INPUT MATERIAL
________________

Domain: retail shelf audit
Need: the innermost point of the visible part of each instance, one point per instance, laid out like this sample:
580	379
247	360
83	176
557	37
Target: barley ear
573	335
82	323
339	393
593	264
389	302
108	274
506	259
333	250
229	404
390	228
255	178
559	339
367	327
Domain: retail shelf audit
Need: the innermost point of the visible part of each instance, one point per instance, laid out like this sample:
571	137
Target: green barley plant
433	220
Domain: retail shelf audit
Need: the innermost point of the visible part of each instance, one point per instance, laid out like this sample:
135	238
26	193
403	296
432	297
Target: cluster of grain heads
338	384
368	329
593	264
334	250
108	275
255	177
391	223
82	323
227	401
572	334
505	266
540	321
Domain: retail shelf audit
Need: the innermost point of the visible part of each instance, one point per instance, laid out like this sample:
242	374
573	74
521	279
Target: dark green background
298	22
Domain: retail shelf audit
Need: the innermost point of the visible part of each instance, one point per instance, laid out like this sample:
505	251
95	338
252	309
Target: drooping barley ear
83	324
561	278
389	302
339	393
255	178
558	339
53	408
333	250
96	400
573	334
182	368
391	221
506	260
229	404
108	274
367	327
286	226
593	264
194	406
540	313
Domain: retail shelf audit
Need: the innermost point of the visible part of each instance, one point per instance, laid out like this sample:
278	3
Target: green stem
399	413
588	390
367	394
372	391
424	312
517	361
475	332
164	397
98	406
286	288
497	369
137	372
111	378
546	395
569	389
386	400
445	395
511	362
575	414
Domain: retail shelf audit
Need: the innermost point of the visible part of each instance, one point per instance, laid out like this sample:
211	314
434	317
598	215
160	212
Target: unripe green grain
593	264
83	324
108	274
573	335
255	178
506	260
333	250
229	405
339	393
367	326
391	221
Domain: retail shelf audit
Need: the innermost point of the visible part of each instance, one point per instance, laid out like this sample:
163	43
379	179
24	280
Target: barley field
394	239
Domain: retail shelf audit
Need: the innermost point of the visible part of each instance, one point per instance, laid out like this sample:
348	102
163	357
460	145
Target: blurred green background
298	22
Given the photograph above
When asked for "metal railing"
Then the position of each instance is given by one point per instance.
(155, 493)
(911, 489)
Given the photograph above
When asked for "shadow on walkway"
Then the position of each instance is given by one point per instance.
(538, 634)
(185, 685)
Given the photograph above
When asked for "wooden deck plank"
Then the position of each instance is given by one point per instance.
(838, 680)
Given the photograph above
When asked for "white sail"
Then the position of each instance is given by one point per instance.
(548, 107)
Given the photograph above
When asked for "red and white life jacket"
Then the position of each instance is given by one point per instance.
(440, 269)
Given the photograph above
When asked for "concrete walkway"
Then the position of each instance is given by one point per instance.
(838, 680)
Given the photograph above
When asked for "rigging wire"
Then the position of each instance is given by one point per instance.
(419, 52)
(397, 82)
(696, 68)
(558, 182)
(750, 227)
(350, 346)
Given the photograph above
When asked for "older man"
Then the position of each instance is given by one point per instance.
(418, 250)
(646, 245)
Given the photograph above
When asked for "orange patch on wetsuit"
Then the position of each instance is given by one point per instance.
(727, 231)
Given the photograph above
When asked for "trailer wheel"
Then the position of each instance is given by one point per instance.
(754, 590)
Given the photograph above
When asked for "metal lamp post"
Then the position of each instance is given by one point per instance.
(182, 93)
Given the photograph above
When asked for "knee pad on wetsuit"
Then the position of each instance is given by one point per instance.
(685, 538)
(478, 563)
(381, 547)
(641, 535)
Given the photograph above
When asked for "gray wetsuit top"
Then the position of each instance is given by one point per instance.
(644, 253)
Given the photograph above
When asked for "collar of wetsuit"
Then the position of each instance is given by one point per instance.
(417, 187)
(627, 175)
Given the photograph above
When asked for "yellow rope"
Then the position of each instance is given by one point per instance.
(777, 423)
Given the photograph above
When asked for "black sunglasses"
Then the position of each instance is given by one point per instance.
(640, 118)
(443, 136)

________________

DIRECTIONS
Please show every line of the records above that contains the word "grain", matching case exactly.

RESPONSE BELOW
Target: cluster of grain heads
Target: unripe green grain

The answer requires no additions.